REQUIREMENT 1
List every component in the fuel oil supply pipe passage that is given a reference numeral, together with its numeral.
REQUIREMENT 2
Reproduce the part of the fuel oil supply pipe passage that begins with the words "A rearmost end" and ends with "jet nozzle 5.".

EXCERPTED PASSAGE
────────────────────

A rearmost end portion 4 of the fuel oil supply pipe 6 is held with a plummer block 11, and is not restricted to an axial direction. In this case, the side face of the fuel oil supply pipe 6 may have slide grooves formed in an axial direction, or may be in the form of a cylinder as it is, without forming the grooves. With this arrangement, the rearmost end portion of the fuel oil supply pipe 6 has a degree of freedom in the axial direction, and becomes slidable. Accordingly, even when the fuel oil supply pipe 6 is displaced in the axial direction due to its thermal expansion (or compression), it is possible to avoid damaging a pipe welded portion or giving influence to a position of a jet nozzle 5.

Fig. 2A and Fig. 2B are external construction diagrams showing examples of a structure that absorbs thermal expansion of the fuel oil supply pipe. Fig. 2A shows a structure having flexibility in a backward extended portion of the fuel oil supply pipe 6, and Fig. 2B shows a structure having a bending of the pipe while having flexibility in the same manner as that of Fig. 2A. By forming the rearmost end portion of the fuel oil supply pipe 6 as shown in Fig. 2A or Fig. 2B, even if the fuel oil supply pipe 6 expands backward due to thermal expansion, the flexible portion absorbs the thermal expansion. Thus, it becomes possible to arrange the piping without damaging the fuel supply function of the pipe. With this arrangement, it is possible to avoid exerting an influence on a position of the jet nozzle 5 due to the thermal expansion of the fuel oil supply pipe 6 by itself or due to a difference in the thermal expansion between the cylinder unit 7 or the external plates 14 and the fuel oil supply pipe 6.

────────────────────

Collection entries
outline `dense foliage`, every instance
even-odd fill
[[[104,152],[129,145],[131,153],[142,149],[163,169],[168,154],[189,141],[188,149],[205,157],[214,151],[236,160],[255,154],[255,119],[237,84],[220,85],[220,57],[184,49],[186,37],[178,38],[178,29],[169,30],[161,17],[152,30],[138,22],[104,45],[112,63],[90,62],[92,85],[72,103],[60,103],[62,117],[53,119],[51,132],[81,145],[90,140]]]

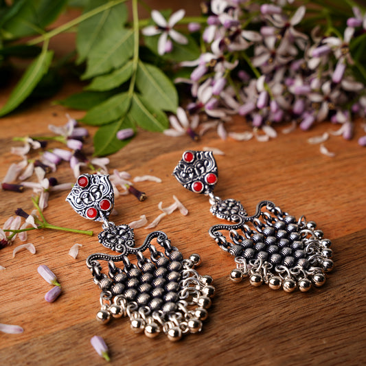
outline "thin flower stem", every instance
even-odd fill
[[[86,21],[87,19],[89,19],[91,16],[94,16],[94,15],[96,15],[97,14],[99,14],[100,12],[102,12],[111,8],[113,8],[114,6],[120,4],[122,3],[125,3],[127,0],[114,0],[112,1],[108,1],[108,3],[101,5],[98,6],[98,8],[95,8],[95,9],[93,9],[93,10],[91,10],[90,12],[88,12],[85,14],[83,14],[80,15],[80,16],[78,16],[75,19],[73,19],[72,21],[70,21],[62,25],[60,25],[60,27],[55,28],[54,30],[45,33],[45,34],[40,36],[39,37],[36,37],[29,42],[27,43],[28,45],[34,45],[38,43],[41,43],[41,42],[43,42],[46,40],[49,40],[49,38],[54,37],[54,36],[59,34],[60,33],[62,33],[63,32],[65,32],[70,28],[72,28],[75,25],[77,25],[78,24],[83,22],[84,21]]]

────────────────────

ANSWER 1
- rearmost end portion 4
- jet nozzle 5
- fuel oil supply pipe 6
- cylinder unit 7
- plummer block 11
- external plates 14

ANSWER 2
A rearmost end portion 4 of the fuel oil supply pipe 6 is held with a plummer block 11, and is not restricted to an axial direction. In this case, the side face of the fuel oil supply pipe 6 may have slide grooves formed in an axial direction, or may be in the form of a cylinder as it is, without forming the grooves. With this arrangement, the rearmost end portion of the fuel oil supply pipe 6 has a degree of freedom in the axial direction, and becomes slidable. Accordingly, even when the fuel oil supply pipe 6 is displaced in the axial direction due to its thermal expansion (or compression), it is possible to avoid damaging a pipe welded portion or giving influence to a position of a jet nozzle 5.